Segment Start: DATA PROVIDED
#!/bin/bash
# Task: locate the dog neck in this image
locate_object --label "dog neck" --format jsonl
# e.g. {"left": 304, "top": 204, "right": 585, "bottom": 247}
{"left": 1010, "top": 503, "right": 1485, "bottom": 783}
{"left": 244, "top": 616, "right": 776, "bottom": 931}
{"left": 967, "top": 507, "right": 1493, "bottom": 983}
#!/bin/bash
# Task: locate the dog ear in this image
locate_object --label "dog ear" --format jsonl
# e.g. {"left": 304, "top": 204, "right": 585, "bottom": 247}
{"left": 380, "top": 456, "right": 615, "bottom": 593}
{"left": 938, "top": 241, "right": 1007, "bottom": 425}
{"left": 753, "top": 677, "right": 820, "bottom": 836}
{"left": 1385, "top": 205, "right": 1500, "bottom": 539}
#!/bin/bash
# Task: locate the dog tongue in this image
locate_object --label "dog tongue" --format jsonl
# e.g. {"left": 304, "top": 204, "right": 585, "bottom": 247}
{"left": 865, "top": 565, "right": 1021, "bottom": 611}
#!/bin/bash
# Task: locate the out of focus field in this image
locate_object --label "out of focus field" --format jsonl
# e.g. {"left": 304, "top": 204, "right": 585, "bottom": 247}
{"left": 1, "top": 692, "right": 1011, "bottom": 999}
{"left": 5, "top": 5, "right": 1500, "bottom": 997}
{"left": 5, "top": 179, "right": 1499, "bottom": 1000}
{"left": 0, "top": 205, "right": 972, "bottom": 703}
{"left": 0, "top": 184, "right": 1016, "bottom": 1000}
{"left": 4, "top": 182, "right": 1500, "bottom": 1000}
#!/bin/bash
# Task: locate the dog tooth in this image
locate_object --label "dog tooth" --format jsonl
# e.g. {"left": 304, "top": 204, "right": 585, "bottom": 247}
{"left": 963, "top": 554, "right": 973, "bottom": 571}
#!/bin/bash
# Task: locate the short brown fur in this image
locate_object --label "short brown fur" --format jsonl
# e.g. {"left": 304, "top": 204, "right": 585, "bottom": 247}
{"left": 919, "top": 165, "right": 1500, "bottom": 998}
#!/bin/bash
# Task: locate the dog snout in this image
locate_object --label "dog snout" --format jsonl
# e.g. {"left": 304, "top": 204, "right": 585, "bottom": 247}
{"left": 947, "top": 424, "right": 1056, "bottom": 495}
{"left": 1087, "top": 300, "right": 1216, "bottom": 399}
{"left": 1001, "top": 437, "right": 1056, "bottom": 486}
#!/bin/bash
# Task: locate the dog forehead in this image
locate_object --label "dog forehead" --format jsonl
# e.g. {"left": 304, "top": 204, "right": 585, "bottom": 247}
Segment End: DATA PROVIDED
### WHAT YOU ARE ASKED TO DO
To complete this exercise, set down every line above exactly once more.

### RESPONSE BOX
#!/bin/bash
# Task: locate the dog neck in this image
locate_object --label "dog neck" --format jsonl
# e.g. {"left": 304, "top": 204, "right": 585, "bottom": 247}
{"left": 1010, "top": 503, "right": 1485, "bottom": 783}
{"left": 244, "top": 616, "right": 776, "bottom": 931}
{"left": 967, "top": 507, "right": 1493, "bottom": 983}
#!/bin/bash
# Task: locate the dog ear in this image
locate_object --label "dog ear" --format jsonl
# e.g. {"left": 304, "top": 204, "right": 585, "bottom": 247}
{"left": 380, "top": 456, "right": 615, "bottom": 593}
{"left": 938, "top": 241, "right": 1007, "bottom": 425}
{"left": 753, "top": 677, "right": 820, "bottom": 836}
{"left": 1385, "top": 205, "right": 1500, "bottom": 539}
#!/bin/bash
# Task: locate the dog tongue in this image
locate_object --label "dog tongue" --format jsonl
# e.g. {"left": 304, "top": 204, "right": 585, "bottom": 247}
{"left": 865, "top": 565, "right": 1021, "bottom": 611}
#!/bin/bash
# Task: locate the out of focus field in this image
locate_object --label "out of focus field" --format jsonl
# e.g. {"left": 304, "top": 204, "right": 585, "bottom": 247}
{"left": 1, "top": 692, "right": 1011, "bottom": 999}
{"left": 5, "top": 5, "right": 1500, "bottom": 997}
{"left": 5, "top": 179, "right": 1499, "bottom": 1000}
{"left": 0, "top": 205, "right": 972, "bottom": 703}
{"left": 0, "top": 184, "right": 1016, "bottom": 1000}
{"left": 4, "top": 182, "right": 1500, "bottom": 1000}
#!/bin/bash
# Task: locate the dog tooth in this image
locate_object --label "dog tooth" --format jsonl
# e.g. {"left": 304, "top": 204, "right": 585, "bottom": 247}
{"left": 963, "top": 554, "right": 973, "bottom": 571}
#!/bin/bash
# Task: locate the short brown fur in this image
locate_object --label "short brown fur" --format jsonl
# e.g. {"left": 304, "top": 204, "right": 585, "bottom": 247}
{"left": 919, "top": 165, "right": 1500, "bottom": 998}
#!/bin/bash
# Task: locate the dog snout in this image
locate_object --label "dog snout" --format jsonl
# e.g. {"left": 304, "top": 204, "right": 585, "bottom": 247}
{"left": 947, "top": 424, "right": 1056, "bottom": 495}
{"left": 1087, "top": 300, "right": 1216, "bottom": 399}
{"left": 1001, "top": 437, "right": 1056, "bottom": 486}
#!/bin/bash
# Task: locate the dog forehead in this image
locate_object --label "dog forehead" --format jsonl
# e.g. {"left": 304, "top": 204, "right": 585, "bottom": 247}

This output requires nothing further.